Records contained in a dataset
________________________
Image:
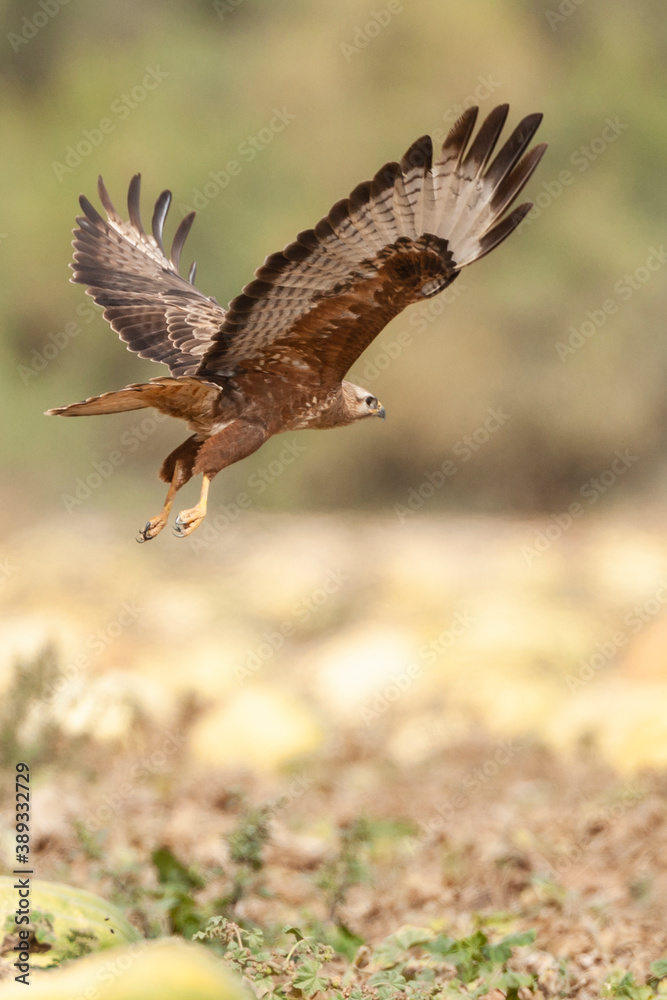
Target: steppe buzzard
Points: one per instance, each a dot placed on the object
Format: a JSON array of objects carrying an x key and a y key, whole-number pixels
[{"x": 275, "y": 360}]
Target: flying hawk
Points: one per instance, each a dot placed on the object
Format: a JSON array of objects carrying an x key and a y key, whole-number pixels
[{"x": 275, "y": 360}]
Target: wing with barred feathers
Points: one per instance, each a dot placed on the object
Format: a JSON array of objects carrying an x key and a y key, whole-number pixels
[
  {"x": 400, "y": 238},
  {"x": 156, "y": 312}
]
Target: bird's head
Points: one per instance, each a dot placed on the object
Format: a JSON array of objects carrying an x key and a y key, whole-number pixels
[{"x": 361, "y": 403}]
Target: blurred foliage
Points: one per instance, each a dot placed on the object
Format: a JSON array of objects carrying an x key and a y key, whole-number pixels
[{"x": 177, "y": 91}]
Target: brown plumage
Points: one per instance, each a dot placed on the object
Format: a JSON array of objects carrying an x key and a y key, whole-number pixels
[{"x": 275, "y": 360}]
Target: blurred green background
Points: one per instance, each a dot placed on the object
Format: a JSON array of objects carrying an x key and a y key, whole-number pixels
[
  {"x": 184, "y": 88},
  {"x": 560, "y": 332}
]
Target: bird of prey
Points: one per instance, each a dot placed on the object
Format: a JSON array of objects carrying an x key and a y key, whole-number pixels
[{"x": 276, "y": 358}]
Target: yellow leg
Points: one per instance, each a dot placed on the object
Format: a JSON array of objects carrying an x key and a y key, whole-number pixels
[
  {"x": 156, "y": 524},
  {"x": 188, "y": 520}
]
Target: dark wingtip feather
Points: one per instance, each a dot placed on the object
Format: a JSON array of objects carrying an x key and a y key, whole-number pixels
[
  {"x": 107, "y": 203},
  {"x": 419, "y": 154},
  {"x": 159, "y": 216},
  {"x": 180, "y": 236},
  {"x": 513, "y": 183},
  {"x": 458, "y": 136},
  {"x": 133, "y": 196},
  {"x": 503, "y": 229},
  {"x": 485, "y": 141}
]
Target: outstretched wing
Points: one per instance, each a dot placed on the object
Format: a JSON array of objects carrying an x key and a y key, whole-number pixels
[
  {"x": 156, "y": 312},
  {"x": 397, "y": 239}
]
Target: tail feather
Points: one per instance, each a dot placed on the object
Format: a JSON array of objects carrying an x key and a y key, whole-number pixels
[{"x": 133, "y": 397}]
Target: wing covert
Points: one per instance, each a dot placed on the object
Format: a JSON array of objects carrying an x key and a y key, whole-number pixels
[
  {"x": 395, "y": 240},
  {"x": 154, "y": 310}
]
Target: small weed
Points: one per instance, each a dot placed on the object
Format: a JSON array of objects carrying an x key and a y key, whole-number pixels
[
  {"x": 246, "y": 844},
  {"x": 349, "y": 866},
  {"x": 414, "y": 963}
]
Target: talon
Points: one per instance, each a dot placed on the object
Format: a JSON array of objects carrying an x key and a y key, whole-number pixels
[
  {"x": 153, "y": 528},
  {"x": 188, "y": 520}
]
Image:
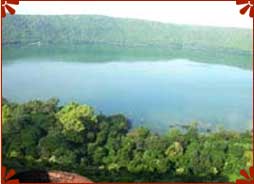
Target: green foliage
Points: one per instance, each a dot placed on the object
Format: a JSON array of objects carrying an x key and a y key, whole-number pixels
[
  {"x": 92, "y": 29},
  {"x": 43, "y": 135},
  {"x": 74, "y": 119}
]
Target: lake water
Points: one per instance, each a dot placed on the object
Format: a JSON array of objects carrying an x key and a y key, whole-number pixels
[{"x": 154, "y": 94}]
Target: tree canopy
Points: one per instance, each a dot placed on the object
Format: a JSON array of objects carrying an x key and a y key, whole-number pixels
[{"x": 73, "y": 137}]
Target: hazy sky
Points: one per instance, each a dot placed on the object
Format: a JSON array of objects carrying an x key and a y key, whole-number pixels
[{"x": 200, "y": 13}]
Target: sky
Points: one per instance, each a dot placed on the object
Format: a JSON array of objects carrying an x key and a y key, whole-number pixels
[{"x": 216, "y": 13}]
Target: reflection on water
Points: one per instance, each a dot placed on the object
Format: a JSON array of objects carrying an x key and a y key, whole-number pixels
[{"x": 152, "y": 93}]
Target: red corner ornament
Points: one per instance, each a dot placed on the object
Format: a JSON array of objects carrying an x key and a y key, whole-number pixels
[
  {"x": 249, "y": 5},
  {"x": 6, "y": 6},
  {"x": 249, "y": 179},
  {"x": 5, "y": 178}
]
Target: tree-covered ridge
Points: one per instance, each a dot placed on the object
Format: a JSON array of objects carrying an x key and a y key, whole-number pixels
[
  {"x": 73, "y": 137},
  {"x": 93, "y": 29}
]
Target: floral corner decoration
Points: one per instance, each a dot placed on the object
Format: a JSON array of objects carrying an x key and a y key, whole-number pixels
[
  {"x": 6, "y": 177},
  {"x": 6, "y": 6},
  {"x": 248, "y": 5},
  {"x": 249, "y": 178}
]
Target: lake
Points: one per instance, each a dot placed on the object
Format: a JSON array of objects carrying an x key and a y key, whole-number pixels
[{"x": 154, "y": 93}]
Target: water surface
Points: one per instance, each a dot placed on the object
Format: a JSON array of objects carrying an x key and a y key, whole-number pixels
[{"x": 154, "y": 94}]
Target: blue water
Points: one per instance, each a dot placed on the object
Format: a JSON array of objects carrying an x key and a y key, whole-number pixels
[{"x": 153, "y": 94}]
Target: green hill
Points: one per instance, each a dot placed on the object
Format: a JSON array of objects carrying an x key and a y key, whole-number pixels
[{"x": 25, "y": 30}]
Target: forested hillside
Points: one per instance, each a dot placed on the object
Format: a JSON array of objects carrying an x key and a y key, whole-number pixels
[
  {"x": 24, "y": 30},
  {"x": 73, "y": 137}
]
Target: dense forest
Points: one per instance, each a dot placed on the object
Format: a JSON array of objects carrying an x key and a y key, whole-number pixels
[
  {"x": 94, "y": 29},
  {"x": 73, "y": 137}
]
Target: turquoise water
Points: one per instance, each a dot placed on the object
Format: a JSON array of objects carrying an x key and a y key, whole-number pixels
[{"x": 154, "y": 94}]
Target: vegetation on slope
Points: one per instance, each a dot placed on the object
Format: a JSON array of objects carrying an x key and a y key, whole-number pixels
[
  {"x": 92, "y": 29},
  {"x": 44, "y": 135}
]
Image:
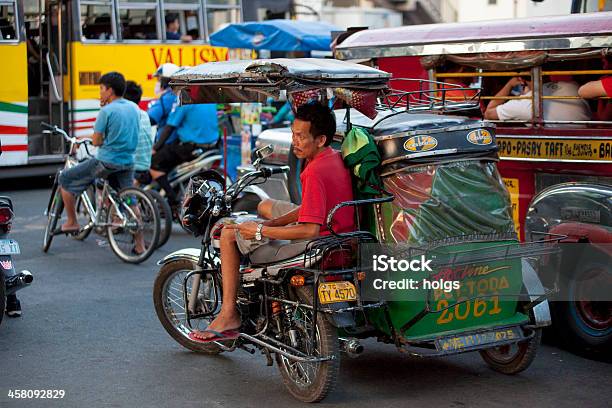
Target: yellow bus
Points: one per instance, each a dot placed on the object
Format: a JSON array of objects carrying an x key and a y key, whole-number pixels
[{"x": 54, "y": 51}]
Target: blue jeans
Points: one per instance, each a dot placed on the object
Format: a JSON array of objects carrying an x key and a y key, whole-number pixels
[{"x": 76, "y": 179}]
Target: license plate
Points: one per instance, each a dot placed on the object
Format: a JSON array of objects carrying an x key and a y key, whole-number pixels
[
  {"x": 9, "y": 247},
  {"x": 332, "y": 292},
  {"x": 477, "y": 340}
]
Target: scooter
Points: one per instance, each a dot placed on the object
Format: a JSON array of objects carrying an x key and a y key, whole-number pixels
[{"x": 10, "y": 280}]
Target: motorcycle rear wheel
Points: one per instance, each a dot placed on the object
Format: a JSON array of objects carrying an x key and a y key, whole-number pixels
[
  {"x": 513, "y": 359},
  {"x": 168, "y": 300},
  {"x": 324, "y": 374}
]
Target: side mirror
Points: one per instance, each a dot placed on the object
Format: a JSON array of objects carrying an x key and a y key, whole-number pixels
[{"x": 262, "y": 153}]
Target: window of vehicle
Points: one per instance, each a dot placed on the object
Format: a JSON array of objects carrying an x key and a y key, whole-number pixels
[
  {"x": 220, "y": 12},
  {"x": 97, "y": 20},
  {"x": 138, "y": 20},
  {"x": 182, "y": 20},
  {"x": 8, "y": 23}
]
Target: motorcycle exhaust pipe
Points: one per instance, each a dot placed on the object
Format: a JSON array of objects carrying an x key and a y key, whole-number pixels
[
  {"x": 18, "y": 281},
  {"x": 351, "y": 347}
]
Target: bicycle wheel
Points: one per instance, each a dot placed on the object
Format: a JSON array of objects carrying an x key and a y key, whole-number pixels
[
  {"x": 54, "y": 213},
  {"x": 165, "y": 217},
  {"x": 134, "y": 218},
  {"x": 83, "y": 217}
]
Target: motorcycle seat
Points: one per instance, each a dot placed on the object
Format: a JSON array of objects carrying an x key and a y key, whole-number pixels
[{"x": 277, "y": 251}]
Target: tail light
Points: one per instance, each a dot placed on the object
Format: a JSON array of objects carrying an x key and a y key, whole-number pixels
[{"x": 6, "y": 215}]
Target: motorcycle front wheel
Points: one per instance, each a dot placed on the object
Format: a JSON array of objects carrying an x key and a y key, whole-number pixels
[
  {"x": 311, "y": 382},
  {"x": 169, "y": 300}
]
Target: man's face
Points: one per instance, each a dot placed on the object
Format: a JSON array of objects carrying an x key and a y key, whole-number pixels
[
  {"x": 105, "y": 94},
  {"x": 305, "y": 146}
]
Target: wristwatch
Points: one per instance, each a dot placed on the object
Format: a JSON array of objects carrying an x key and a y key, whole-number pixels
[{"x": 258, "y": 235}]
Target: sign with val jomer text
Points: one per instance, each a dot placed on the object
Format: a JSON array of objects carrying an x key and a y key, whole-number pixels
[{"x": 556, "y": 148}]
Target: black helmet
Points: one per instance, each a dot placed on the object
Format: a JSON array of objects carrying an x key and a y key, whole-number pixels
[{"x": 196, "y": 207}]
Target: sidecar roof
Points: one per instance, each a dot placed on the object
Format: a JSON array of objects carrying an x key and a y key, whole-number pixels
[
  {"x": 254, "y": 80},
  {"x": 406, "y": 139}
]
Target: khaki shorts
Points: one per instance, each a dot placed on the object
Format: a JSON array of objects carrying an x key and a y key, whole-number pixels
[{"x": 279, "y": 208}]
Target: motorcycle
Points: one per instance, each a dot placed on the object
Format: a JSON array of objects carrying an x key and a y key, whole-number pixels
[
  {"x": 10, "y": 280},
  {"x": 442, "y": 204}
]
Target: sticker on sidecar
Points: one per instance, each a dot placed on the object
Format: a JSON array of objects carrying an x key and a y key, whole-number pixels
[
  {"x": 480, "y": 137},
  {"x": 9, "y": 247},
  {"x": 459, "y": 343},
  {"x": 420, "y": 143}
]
________________________
PROBLEM REQUIREMENTS ->
Every line of the data that holds "green" should be counted, and only the total given.

RESPONSE BOX ->
3